### WORK REQUIRED
Each entry needs to be reproduced exactly, with none left out.

### SOURCE INFORMATION
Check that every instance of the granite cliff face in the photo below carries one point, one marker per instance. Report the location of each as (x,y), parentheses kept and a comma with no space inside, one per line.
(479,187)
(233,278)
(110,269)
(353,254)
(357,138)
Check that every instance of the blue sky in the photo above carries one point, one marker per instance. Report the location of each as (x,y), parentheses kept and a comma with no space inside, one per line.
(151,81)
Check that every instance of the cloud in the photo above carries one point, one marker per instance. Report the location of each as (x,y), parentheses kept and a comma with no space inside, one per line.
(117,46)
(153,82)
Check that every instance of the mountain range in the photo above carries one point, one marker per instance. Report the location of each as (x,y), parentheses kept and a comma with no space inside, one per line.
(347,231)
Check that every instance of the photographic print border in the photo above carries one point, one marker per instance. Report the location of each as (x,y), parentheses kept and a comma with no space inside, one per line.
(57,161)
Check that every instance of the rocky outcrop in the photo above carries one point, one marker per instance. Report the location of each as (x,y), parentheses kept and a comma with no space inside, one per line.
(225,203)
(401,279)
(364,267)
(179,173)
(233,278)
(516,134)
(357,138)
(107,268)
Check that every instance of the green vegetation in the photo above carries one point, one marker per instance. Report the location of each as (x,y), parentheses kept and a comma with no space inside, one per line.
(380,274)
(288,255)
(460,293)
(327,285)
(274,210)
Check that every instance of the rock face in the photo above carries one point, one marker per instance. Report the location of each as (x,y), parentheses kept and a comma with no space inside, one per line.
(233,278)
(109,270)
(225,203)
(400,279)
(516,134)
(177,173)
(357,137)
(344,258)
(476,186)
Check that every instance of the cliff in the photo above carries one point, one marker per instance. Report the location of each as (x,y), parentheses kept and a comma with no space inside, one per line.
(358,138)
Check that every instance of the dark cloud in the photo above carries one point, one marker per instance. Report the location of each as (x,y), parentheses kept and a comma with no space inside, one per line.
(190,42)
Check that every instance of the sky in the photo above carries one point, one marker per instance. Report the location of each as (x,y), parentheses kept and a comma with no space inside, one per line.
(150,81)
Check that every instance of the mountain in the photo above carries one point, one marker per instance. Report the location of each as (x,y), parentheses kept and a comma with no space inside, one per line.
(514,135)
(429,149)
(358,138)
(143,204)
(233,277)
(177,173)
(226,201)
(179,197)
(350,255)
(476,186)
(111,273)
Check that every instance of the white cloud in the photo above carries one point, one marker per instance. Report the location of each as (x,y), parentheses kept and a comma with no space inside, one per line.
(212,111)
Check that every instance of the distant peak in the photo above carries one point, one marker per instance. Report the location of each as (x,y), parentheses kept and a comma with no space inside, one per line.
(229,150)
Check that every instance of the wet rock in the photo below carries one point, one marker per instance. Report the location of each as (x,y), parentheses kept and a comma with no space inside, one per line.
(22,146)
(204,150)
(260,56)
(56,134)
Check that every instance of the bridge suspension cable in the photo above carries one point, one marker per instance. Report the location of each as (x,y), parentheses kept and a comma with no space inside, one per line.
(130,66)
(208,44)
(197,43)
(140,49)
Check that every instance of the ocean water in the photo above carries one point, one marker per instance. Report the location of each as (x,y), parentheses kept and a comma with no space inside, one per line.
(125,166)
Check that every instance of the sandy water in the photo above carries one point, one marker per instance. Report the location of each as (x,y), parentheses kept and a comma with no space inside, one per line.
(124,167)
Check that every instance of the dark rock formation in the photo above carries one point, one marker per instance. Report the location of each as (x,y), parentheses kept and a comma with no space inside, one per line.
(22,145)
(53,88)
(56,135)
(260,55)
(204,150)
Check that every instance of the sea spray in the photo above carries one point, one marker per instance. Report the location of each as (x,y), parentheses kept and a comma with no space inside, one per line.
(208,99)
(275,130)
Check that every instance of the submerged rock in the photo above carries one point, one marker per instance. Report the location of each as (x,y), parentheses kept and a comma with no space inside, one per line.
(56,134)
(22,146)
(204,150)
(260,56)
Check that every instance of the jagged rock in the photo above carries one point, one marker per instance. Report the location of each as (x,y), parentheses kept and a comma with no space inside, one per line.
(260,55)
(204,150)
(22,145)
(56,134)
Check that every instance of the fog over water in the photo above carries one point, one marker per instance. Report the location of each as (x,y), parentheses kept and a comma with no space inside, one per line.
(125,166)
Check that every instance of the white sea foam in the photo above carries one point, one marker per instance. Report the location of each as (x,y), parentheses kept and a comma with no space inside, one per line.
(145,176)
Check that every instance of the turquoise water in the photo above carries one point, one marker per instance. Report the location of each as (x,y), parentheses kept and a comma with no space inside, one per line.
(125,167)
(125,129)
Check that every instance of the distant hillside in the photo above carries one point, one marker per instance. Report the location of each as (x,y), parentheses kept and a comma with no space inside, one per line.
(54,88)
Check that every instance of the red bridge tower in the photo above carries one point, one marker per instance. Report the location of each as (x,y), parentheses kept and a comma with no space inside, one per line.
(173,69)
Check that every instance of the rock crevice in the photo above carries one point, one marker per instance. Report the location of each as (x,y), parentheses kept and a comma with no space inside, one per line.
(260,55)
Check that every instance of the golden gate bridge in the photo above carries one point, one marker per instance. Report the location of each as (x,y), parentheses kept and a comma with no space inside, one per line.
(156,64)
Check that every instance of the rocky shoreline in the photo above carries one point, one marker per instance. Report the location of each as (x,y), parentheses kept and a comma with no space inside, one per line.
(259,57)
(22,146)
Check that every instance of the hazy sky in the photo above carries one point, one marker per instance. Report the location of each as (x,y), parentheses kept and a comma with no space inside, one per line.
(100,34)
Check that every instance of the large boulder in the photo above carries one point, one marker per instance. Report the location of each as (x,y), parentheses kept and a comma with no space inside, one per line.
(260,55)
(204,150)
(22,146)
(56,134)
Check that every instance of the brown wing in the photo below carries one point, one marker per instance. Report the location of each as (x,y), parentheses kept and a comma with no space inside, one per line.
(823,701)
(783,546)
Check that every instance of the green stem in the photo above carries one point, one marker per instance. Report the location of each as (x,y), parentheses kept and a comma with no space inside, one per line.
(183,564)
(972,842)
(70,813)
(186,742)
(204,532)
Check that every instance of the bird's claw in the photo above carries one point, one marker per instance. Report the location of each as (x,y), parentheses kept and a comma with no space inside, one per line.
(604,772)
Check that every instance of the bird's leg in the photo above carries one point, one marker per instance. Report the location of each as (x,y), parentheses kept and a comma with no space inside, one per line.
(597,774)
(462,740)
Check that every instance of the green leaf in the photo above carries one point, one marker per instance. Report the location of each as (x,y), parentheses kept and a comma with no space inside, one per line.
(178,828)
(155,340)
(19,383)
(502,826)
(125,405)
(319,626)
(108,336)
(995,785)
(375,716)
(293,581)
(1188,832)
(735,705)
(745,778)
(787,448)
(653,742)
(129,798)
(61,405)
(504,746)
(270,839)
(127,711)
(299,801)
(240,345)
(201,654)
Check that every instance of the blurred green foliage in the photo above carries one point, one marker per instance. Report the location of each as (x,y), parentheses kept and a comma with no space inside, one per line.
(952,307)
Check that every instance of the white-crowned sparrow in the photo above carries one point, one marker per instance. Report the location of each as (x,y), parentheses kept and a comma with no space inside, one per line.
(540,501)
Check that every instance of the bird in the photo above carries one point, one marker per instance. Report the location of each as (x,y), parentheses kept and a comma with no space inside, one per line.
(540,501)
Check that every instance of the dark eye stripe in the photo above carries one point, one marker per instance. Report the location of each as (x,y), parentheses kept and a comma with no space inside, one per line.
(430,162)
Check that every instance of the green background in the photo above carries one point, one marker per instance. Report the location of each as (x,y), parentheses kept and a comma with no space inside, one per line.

### THE ANSWER
Check that every instance of the granite cliff face in the photo below carries one point, one marker per instance. Report the location of each as (x,y), parentheses kept and a comma with no space inside, one per line.
(479,187)
(233,278)
(110,269)
(353,254)
(357,138)
Check that every instance of the blue sky in the photo above carries one point, one marker per instance. Report the location of each as (x,y), parentheses kept and a comma with no space inside, one per line.
(151,81)
Check that every instance of the cloud in the photo above carries one point, one marker per instance. Report the location of each as (x,y), parentheses kept and a comma with no space inside, one per line.
(117,46)
(153,82)
Check that every instance of the mountain range in the photo above carries one point, one marker per instance. Report the location of each as (x,y), parentheses kept and a comma with no space inside, one per line.
(347,231)
Check that every instance of the photographic print border in the photo above carries one point, one marker per instance. Report the location of each as (x,y), parentheses kept and a comma with no space inside, one per line.
(57,161)
Check that every instance of the rocky outcrop in the photo above carries one point, one marker per instance. Report the location of each as (x,y), parentheses kept and a comma with no space inside, one per line.
(225,203)
(401,279)
(364,267)
(179,173)
(233,278)
(516,134)
(357,138)
(107,268)
Check that every instance of the green vegetation in the photo above carries one point, one marker per instance. Report the location of each as (x,y), parentheses kept and a comma with no space inside, one per line.
(380,274)
(288,255)
(460,293)
(327,285)
(274,210)
Check that every instance of the rock face in the photo above carries one point, one marker per instance. Report the location of each as (x,y), parentheses kept and a comma with no space inside, one per line.
(233,278)
(109,270)
(225,203)
(400,279)
(516,134)
(177,173)
(357,137)
(344,258)
(476,186)
Check that every instance of the cliff in the photo above carries one point, one marker per instance. Report the location of each as (x,y), parentheses kept and a comma with no space inside, one per line.
(358,138)
Check that every instance of the dark cloud in the photo above carries one point, one marker per instance. Report the location of each as (x,y), parentheses kept and a comma with no space inside, one per line.
(190,42)
Check that every instance of the sky in the photo above carries one point, one marker per instance. Report the location of each as (x,y), parentheses kept and a comma with no space inside, one per line.
(150,81)
Check that every instance of the mountain in the photo above carries one point, one marker per instance. Report the location of each as (x,y), parentheses kept and a comma with no space inside, one per line.
(514,135)
(429,149)
(358,138)
(143,204)
(233,277)
(177,173)
(226,201)
(179,197)
(350,255)
(476,186)
(111,273)
Check that every instance of the white cloud in the photo above carries one point, one marker per instance. Report the location of each as (x,y), parentheses kept and a comma with no space inside, one per line.
(212,111)
Check that every instance of the distant peak in the photo above carries one point, one marker per instance. Report the location of each as (x,y), parentheses kept and a comma with no space inside, one per line.
(229,150)
Check that every instance of the wet rock in the photo below carries one point, one marker per instance. Report the location of each as (x,y), parentheses kept and a comma with no space inside, one per line.
(22,146)
(204,150)
(260,56)
(56,134)
Check that every instance of the bridge suspension cable in the photo above carries one point, one marker per instance. Report the location of each as (x,y), parentheses kept and a comma with no space inside, one per line.
(130,66)
(208,44)
(197,43)
(140,49)
Check that every instance of the ocean water in the photo above carries one point, one marker per instance. Report the location of each as (x,y), parentheses kept and a comma with no space inside, one per line.
(125,166)
Check that every instance of the sandy water in the photo above carries one point, one marker per instance. Report the location of each as (x,y), parentheses kept and a comma with no space inside, one per line.
(124,167)
Check that every instance of the dark rock formation in the photo above carries one point, one marker per instance. Report the location of each as (x,y), parentheses kept and a comma with no space inside, one per line.
(22,145)
(53,88)
(56,135)
(260,55)
(204,150)
Check that every instance of the sea spray in the photo above carries one point, one marker per instance. Report the location of each as (x,y), parentheses kept and a comma with no space inside, one per line.
(208,99)
(275,130)
Check that every instance of the submerged rock in the photo above carries one point, one marker per instance. Report the location of each as (x,y), parentheses kept and a comma with no space inside, one per line.
(56,134)
(22,146)
(204,150)
(260,56)
Check that every instance of the jagged rock in the photo above carries one point, one marker per instance. Report the location of each as (x,y), parentheses kept and a comma with no space inside, one per line.
(260,55)
(204,150)
(22,145)
(56,134)
Check that every instance of the fog over water in the photo above carries one point, one marker per instance. Report the location of each as (x,y), parentheses kept and a comma with no space inside, one per line.
(125,166)
Check that every instance of the white sea foam in the photo above carries one point, one marker per instance. Report the location of each as (x,y), parentheses kept and a comma with no space inside, one per line.
(145,176)
Check that every instance of the turquoise water in the photo above carries one point, one marker per instance. Report the location of each as (x,y), parentheses kept and a comma with no space inside, one per line.
(125,167)
(125,129)
Check that every instance of the distant hillside in the photo above carries one point, one marker per instance. Report the location of each as (x,y), parentheses kept and a comma with no space inside, one per line.
(54,88)
Check that every instance of the red bridge tower in the photo above carries one point, one marker per instance. Report the location of each as (x,y), parentheses kept and a comma with no space inside, one per line.
(173,69)
Check that every instance of the rock crevice in the photo above carries one point, one marker per instance. Report the location of each as (x,y), parentheses kept and a comma with no space inside, one per line.
(260,55)
Check that every instance of the golden gate bridge in the photo above carries one point, one marker per instance. Report the location of each as (x,y), parentheses kept and a comma with no space inside, one per line.
(156,64)
Check that every instance of the rocky shoreline in the photo above carries one point, one marker per instance. Report the location of each as (x,y), parentheses kept and a comma with no space inside, one per line.
(259,57)
(22,146)
Check that every instance of the hazy sky in the photo above carries one point, one marker per instance. Report the location of each as (x,y), parentheses kept and a comma with no space inside, one per line.
(100,34)
Check that every instance of the large boulder in the photo above carries one point, one marker per instance. Report the location of each as (x,y), parentheses kept and a comma with no space inside, one per line.
(260,55)
(204,150)
(22,146)
(56,134)
Check that every instance of the brown wing in the photo below carries one point, one marker per instance. Report the location of each as (x,y), parentheses kept and a comma with no space inside, one per line.
(823,701)
(783,546)
Check that every instance of the green stem in the photo above carries one point, one marker per instance. Report the location of each as (x,y), parentheses kept and a comma with no space inside, one per line.
(183,564)
(972,842)
(70,813)
(186,742)
(204,532)
Check that every instance of the bird's claw in the photo above carries one point, one marker per instance. Report the location of each as (x,y), parentheses kept and a comma with no space inside, one per line.
(604,772)
Check that every instance of the bird's leg in the photo above carries one point, one marker per instance. Report the location of each as (x,y), parentheses kept and a comma with no space inside, one per line.
(597,774)
(462,740)
Check that every instance of the green leaf in the photo above carries one point, one marker per instance. Report the location of each as (x,y), parentheses kept and a comma with no space inside, one per line.
(178,828)
(155,340)
(19,383)
(502,826)
(125,405)
(319,626)
(108,336)
(995,785)
(375,716)
(293,581)
(1188,832)
(735,705)
(745,778)
(787,448)
(653,742)
(129,798)
(61,405)
(504,746)
(270,839)
(127,711)
(299,801)
(240,345)
(201,654)
Check that every instance of the blurred green foliage in the photo above carries one point, one marker per instance. Report the location of each as (x,y), parentheses kept and a comma with no space inside, one per line.
(952,307)
Check that every instance of the white-crowned sparrow in the photo above carries one point, one marker per instance. Report the location of each as (x,y), parentheses kept and a comma with no space inside, one per line.
(540,501)
Check that every instance of the bird in the photo above carries one point, one marker per instance. Report the location of each as (x,y), parentheses kept and a comma with no space inside, one per line.
(540,501)
Check that every instance of the dark eye stripe in the photo above carries one point, one marker per instance. Report the location of each as (x,y), parentheses kept and a comma with no space inside, one per line.
(430,162)
Check that every instance of the green background in the photo above carries one point, one marker per instance. Report the location of each as (x,y), parentheses kept and a comma with no space inside, one per line.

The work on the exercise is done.